> **GIVEN INSTRUCTION A**
In the news article about the prisoner exchange, which film is Viktor Bout said to have inspired?

------ DOCUMENT EXCERPT ------

Quantcast
Thursday, March 28, 2024

Biden Trades Notorious Russian Arms Dealer for Pot-Smoking WNBA Player

(Headline USA) In another telling sign of America’s wayward priorities under the Biden administration, a pot-smoking, gender-ambigious basketball player was exchanged for a notorious Russian arms dealer, even as U.S. taxpayers funnel hundreds of billions of dollars worth of weaponry to Ukraine in its war against the rogue Vladimir Putin regime.

Russia freed WNBA star Brittney Griner on Thursday in a dramatic high-level prisoner exchange, with the U.S. releasing Viktor Bout, American officials said.

Griner is a two-time Olympic gold medalist whose monthslong imprisonment on drug charges brought unprecedented attention to the population of wrongful detainees.

Bout, nicknamed the “Merchant of Death,” inspired the 2005 Nicholas Cage drama Lord of War.

However, the swap carried a heavy price—and left behind an American jailed for nearly four years in Russia.

“This was not a choice of which American to bring home,” Biden insisted in his speech announcing the trade, and the decision to snub Russian prisoners like US Marine veteran Paul Whelan—as well as 61-year old teacher Marc Fogel.

------

> **GIVEN INSTRUCTION B**
Arrange the segmentation listing below as a JSON list of strings, one string per line and no blank lines. Leave the pictures out of your answer.

------ PROVIDED RECORDS ------

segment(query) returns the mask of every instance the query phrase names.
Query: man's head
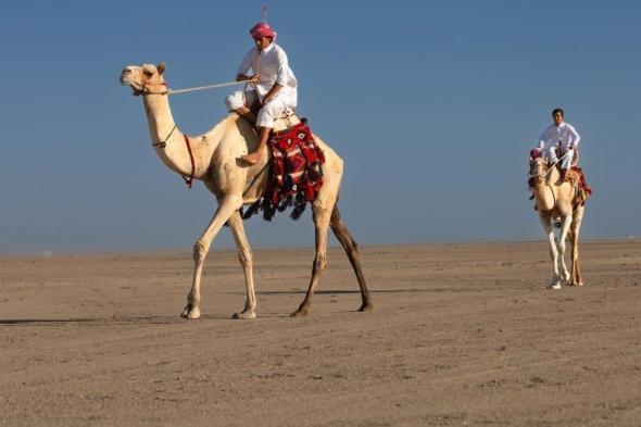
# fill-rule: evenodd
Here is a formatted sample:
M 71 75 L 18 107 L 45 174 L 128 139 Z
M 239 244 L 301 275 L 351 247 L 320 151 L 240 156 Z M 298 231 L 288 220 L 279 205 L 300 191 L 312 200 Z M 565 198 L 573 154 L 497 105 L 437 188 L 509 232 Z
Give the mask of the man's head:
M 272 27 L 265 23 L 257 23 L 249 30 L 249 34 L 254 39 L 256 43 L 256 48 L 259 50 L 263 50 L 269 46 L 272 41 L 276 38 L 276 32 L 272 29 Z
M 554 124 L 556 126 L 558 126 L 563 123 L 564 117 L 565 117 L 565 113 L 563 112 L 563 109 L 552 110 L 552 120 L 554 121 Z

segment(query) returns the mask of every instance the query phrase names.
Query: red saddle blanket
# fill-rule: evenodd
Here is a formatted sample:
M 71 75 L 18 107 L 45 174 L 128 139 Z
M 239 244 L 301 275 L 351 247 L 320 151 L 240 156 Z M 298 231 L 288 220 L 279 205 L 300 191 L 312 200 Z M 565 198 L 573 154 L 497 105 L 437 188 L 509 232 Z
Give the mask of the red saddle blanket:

------

> **CORRECT RESULT A**
The 2005 Nicholas Cage drama Lord of War.

> **CORRECT RESULT B**
[
  "segment(query) returns the mask of every instance the query phrase names.",
  "Query: man's head",
  "# fill-rule: evenodd",
  "Here is a formatted sample:",
  "M 71 75 L 18 107 L 45 174 L 128 139 Z",
  "M 239 244 L 301 275 L 351 247 L 320 151 L 240 156 Z M 298 231 L 288 220 L 279 205 L 300 191 L 312 200 Z M 565 198 L 573 154 L 497 105 L 437 188 L 509 232 Z",
  "Give the mask of the man's head:",
  "M 272 27 L 265 23 L 257 23 L 249 30 L 249 34 L 254 39 L 256 43 L 256 48 L 259 50 L 263 50 L 269 46 L 272 41 L 276 38 L 276 32 L 272 29 Z",
  "M 554 124 L 556 126 L 558 126 L 563 123 L 564 117 L 565 117 L 565 113 L 563 112 L 563 109 L 552 110 L 552 120 L 554 121 Z",
  "segment(query) returns the mask of every instance the query phrase names.",
  "Query: red saddle blanket",
  "# fill-rule: evenodd",
  "Here is a formatted sample:",
  "M 71 75 L 18 107 L 45 174 L 128 139 Z",
  "M 239 244 L 301 275 L 351 247 L 320 151 L 240 156 Z M 298 231 L 288 220 L 279 205 L 300 191 L 312 200 Z M 565 198 L 573 154 L 497 105 L 437 188 L 509 232 Z",
  "Give the mask of the red saddle blanket:"
]